■ **What you need to do**
Reproduce the listing below line for line, leaving out the pictures.

■ **Given information**
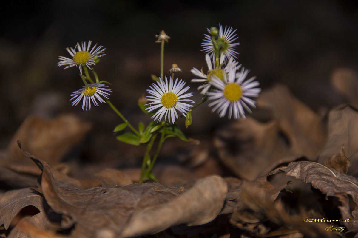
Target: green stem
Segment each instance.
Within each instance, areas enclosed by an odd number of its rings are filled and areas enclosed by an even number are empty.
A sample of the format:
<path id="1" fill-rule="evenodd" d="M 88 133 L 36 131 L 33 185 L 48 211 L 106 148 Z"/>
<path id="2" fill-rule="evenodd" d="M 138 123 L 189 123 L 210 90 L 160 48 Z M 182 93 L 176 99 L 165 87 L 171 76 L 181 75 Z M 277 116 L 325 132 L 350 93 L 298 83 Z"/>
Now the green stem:
<path id="1" fill-rule="evenodd" d="M 97 73 L 93 70 L 93 68 L 92 68 L 92 73 L 93 73 L 93 75 L 95 76 L 95 78 L 96 79 L 96 82 L 98 83 L 98 82 L 100 82 L 100 79 L 98 78 L 98 76 L 97 75 Z"/>
<path id="2" fill-rule="evenodd" d="M 110 105 L 110 106 L 111 107 L 112 109 L 113 110 L 113 111 L 114 111 L 116 113 L 117 115 L 119 116 L 119 117 L 123 120 L 123 121 L 128 125 L 128 127 L 131 128 L 132 131 L 135 133 L 138 136 L 140 136 L 140 135 L 139 134 L 139 132 L 138 131 L 137 131 L 137 130 L 136 130 L 134 127 L 133 126 L 131 125 L 131 123 L 129 123 L 129 122 L 126 119 L 126 118 L 124 116 L 122 115 L 122 113 L 121 113 L 119 111 L 118 111 L 118 109 L 116 108 L 116 107 L 115 107 L 113 104 L 112 104 L 112 103 L 111 102 L 111 101 L 109 100 L 109 99 L 105 97 L 103 97 L 103 98 L 105 99 L 105 101 L 106 101 L 106 102 L 108 103 L 108 105 Z"/>
<path id="3" fill-rule="evenodd" d="M 198 102 L 195 105 L 194 105 L 194 106 L 193 106 L 193 107 L 191 108 L 190 109 L 191 109 L 192 110 L 194 108 L 197 107 L 198 106 L 199 106 L 199 105 L 200 105 L 201 104 L 202 104 L 202 103 L 205 102 L 207 99 L 208 99 L 208 96 L 205 94 L 204 96 L 204 97 L 203 97 L 203 98 L 202 98 L 201 101 Z"/>
<path id="4" fill-rule="evenodd" d="M 164 125 L 164 126 L 163 127 L 163 131 L 161 132 L 161 136 L 160 136 L 160 140 L 159 141 L 159 144 L 158 145 L 158 148 L 157 148 L 156 152 L 155 152 L 155 154 L 154 155 L 154 157 L 153 157 L 153 159 L 152 160 L 151 162 L 148 166 L 148 169 L 147 169 L 145 174 L 144 174 L 144 178 L 148 177 L 149 175 L 149 173 L 152 171 L 152 168 L 153 167 L 153 166 L 154 165 L 154 163 L 155 162 L 155 161 L 156 160 L 157 158 L 158 157 L 159 152 L 160 151 L 160 148 L 161 148 L 161 145 L 163 144 L 163 142 L 164 142 L 164 140 L 165 140 L 164 136 L 165 135 L 165 129 L 166 126 Z"/>
<path id="5" fill-rule="evenodd" d="M 164 40 L 161 41 L 160 47 L 160 78 L 163 80 L 164 75 Z"/>
<path id="6" fill-rule="evenodd" d="M 94 82 L 92 80 L 92 79 L 91 78 L 91 77 L 90 76 L 90 74 L 88 73 L 88 70 L 87 68 L 87 67 L 86 65 L 83 66 L 83 69 L 84 70 L 84 73 L 86 74 L 86 79 L 88 79 L 90 81 L 90 82 L 91 82 L 91 83 L 93 83 Z"/>
<path id="7" fill-rule="evenodd" d="M 193 110 L 194 109 L 194 108 L 197 107 L 198 106 L 199 106 L 199 105 L 200 105 L 201 104 L 202 104 L 202 103 L 203 103 L 204 102 L 205 102 L 205 101 L 206 101 L 206 100 L 207 100 L 207 99 L 208 99 L 208 96 L 205 94 L 205 95 L 204 95 L 204 97 L 203 97 L 203 98 L 202 98 L 202 100 L 201 100 L 201 101 L 200 101 L 200 102 L 198 102 L 196 104 L 195 104 L 195 105 L 194 105 L 194 106 L 193 106 L 193 107 L 192 107 L 192 108 L 190 108 L 190 111 L 193 111 Z M 182 114 L 181 115 L 180 115 L 180 116 L 179 116 L 179 117 L 178 117 L 178 118 L 177 119 L 176 119 L 176 120 L 175 121 L 175 122 L 176 122 L 178 120 L 179 120 L 179 119 L 180 119 L 180 118 L 182 118 L 183 116 L 183 116 L 183 114 Z"/>
<path id="8" fill-rule="evenodd" d="M 152 139 L 150 140 L 150 142 L 147 146 L 147 150 L 145 151 L 145 154 L 144 155 L 144 157 L 143 158 L 143 163 L 142 164 L 142 170 L 140 172 L 140 178 L 139 178 L 139 183 L 142 183 L 144 182 L 144 174 L 145 173 L 145 167 L 148 164 L 149 160 L 150 162 L 150 157 L 149 156 L 149 152 L 152 149 L 153 146 L 153 143 L 154 143 L 155 137 L 156 137 L 157 134 L 154 134 L 152 137 Z"/>

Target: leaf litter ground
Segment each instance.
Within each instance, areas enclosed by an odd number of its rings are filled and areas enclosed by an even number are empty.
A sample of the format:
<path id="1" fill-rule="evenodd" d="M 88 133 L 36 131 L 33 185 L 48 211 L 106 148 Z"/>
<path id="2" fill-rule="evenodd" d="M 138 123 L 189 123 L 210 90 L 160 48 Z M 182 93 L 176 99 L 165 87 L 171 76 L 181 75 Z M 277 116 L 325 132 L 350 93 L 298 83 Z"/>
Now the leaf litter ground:
<path id="1" fill-rule="evenodd" d="M 318 114 L 282 85 L 257 106 L 212 141 L 176 144 L 182 164 L 156 165 L 160 183 L 74 169 L 61 159 L 91 125 L 29 117 L 1 154 L 0 237 L 358 237 L 357 109 Z M 71 178 L 81 169 L 95 175 Z"/>

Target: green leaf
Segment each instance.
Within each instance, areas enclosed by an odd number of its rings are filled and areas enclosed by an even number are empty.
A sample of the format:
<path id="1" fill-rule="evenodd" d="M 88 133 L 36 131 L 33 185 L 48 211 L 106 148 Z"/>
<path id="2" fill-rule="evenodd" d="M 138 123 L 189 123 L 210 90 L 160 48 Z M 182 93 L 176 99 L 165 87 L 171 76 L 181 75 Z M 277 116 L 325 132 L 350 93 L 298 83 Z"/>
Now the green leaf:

■ **Solution for this exercise**
Target: green stem
Segment each instance.
Within each instance, areas enclosed by an odd number of its rings are filled and areas enclosed by an even number are empty.
A sample of the format:
<path id="1" fill-rule="evenodd" d="M 88 133 L 36 131 L 33 185 L 48 211 L 106 148 Z"/>
<path id="2" fill-rule="evenodd" d="M 138 123 L 189 123 L 210 90 L 160 48 Z M 182 93 L 176 99 L 165 87 L 171 76 L 181 75 Z M 277 116 L 325 132 L 350 93 L 298 83 Z"/>
Now the green stem:
<path id="1" fill-rule="evenodd" d="M 97 73 L 93 70 L 93 68 L 92 68 L 92 73 L 93 73 L 93 75 L 95 76 L 95 78 L 96 79 L 96 82 L 98 83 L 98 82 L 100 82 L 100 79 L 98 78 L 98 76 L 97 75 Z"/>
<path id="2" fill-rule="evenodd" d="M 110 105 L 110 106 L 111 107 L 112 109 L 113 110 L 113 111 L 114 111 L 116 113 L 117 115 L 119 116 L 119 117 L 123 120 L 123 121 L 128 125 L 128 127 L 131 128 L 132 131 L 135 133 L 138 136 L 140 136 L 140 135 L 139 134 L 139 132 L 138 131 L 137 131 L 137 130 L 136 130 L 134 127 L 133 126 L 131 125 L 131 123 L 129 123 L 129 122 L 126 119 L 126 118 L 124 116 L 122 115 L 122 113 L 121 113 L 119 111 L 118 111 L 118 109 L 116 108 L 116 107 L 115 107 L 113 104 L 112 104 L 112 103 L 111 102 L 111 101 L 109 100 L 109 99 L 105 97 L 103 97 L 103 98 L 105 99 L 105 101 L 106 101 L 106 102 L 108 103 L 108 105 Z"/>
<path id="3" fill-rule="evenodd" d="M 198 102 L 195 105 L 194 105 L 194 106 L 193 106 L 193 107 L 191 108 L 190 109 L 191 109 L 192 110 L 194 108 L 197 107 L 198 106 L 199 106 L 199 105 L 200 105 L 201 104 L 202 104 L 202 103 L 205 102 L 207 99 L 208 99 L 208 96 L 205 94 L 204 96 L 204 97 L 203 97 L 203 98 L 202 98 L 201 101 Z"/>
<path id="4" fill-rule="evenodd" d="M 164 125 L 164 126 L 163 127 L 163 131 L 161 132 L 161 136 L 160 136 L 160 140 L 159 141 L 159 144 L 158 145 L 158 148 L 157 148 L 156 152 L 155 152 L 155 154 L 154 155 L 154 157 L 153 157 L 153 159 L 152 160 L 151 162 L 148 166 L 148 169 L 147 169 L 145 174 L 144 174 L 144 178 L 148 177 L 149 175 L 149 173 L 152 171 L 152 168 L 153 167 L 153 166 L 154 165 L 154 163 L 155 162 L 155 161 L 156 160 L 157 158 L 158 157 L 159 152 L 160 151 L 160 148 L 161 148 L 161 145 L 163 144 L 163 142 L 164 142 L 164 140 L 165 140 L 164 136 L 165 135 L 165 129 L 166 126 Z"/>
<path id="5" fill-rule="evenodd" d="M 164 40 L 161 41 L 160 47 L 160 78 L 163 80 L 164 75 Z"/>
<path id="6" fill-rule="evenodd" d="M 94 82 L 92 80 L 92 79 L 91 78 L 91 77 L 90 76 L 90 74 L 88 73 L 88 70 L 87 68 L 87 67 L 86 65 L 83 66 L 83 69 L 84 70 L 84 73 L 86 74 L 86 79 L 88 79 L 90 81 L 90 82 L 91 82 L 91 83 L 93 83 Z"/>
<path id="7" fill-rule="evenodd" d="M 193 110 L 194 109 L 194 108 L 197 107 L 198 106 L 199 106 L 199 105 L 200 105 L 201 104 L 202 104 L 202 103 L 203 103 L 204 102 L 205 102 L 205 101 L 206 101 L 206 100 L 207 100 L 207 99 L 208 99 L 208 96 L 205 94 L 205 95 L 204 95 L 204 97 L 203 97 L 203 98 L 202 98 L 202 100 L 201 100 L 201 101 L 200 101 L 200 102 L 198 102 L 196 104 L 195 104 L 195 105 L 194 105 L 194 106 L 193 106 L 193 107 L 192 107 L 192 108 L 190 108 L 190 111 L 193 111 Z M 182 114 L 181 115 L 180 115 L 180 116 L 179 116 L 179 117 L 178 117 L 178 118 L 177 119 L 176 119 L 176 120 L 175 121 L 175 122 L 176 122 L 178 120 L 179 120 L 179 119 L 180 119 L 180 118 L 182 118 L 183 116 L 183 116 L 183 114 Z"/>
<path id="8" fill-rule="evenodd" d="M 152 139 L 150 140 L 150 142 L 147 146 L 147 150 L 145 151 L 145 154 L 144 155 L 144 157 L 143 158 L 143 163 L 142 164 L 142 170 L 140 172 L 140 178 L 139 178 L 139 183 L 142 183 L 144 182 L 144 174 L 145 173 L 145 167 L 148 164 L 149 160 L 150 162 L 150 157 L 149 156 L 149 152 L 152 149 L 153 146 L 153 143 L 154 143 L 155 137 L 156 137 L 157 134 L 154 134 L 152 137 Z"/>

Target: leaf litter ground
Segment each instance.
Within each instance, areas enclosed by an odd number of its rings are filled and areas enclosed by an even number are empty.
A sample of the format:
<path id="1" fill-rule="evenodd" d="M 88 133 L 36 131 L 33 185 L 48 211 L 106 148 Z"/>
<path id="2" fill-rule="evenodd" d="M 138 123 L 189 123 L 210 90 L 160 48 Z M 182 93 L 176 99 L 165 87 L 171 76 L 181 75 Z M 277 116 L 325 132 L 350 93 L 298 83 Z"/>
Now the leaf litter ground:
<path id="1" fill-rule="evenodd" d="M 318 114 L 282 85 L 257 106 L 212 141 L 176 144 L 182 164 L 156 165 L 160 183 L 74 169 L 61 159 L 91 125 L 29 117 L 1 154 L 0 237 L 358 237 L 357 109 Z M 71 178 L 81 169 L 95 175 Z"/>

Target: green leaf
Segment each instance.
Within each instance, areas enclosed by an odd number of its rings are filled and areas enclosed by an even number are empty.
A sample of the format:
<path id="1" fill-rule="evenodd" d="M 88 133 L 36 131 L 33 185 L 48 211 L 106 148 Z"/>
<path id="2" fill-rule="evenodd" d="M 138 123 L 189 123 L 210 90 L 160 48 Z M 182 93 L 176 99 L 165 87 L 171 76 L 181 75 Z M 277 116 L 325 132 L 350 93 L 298 83 Z"/>
Now the green leaf:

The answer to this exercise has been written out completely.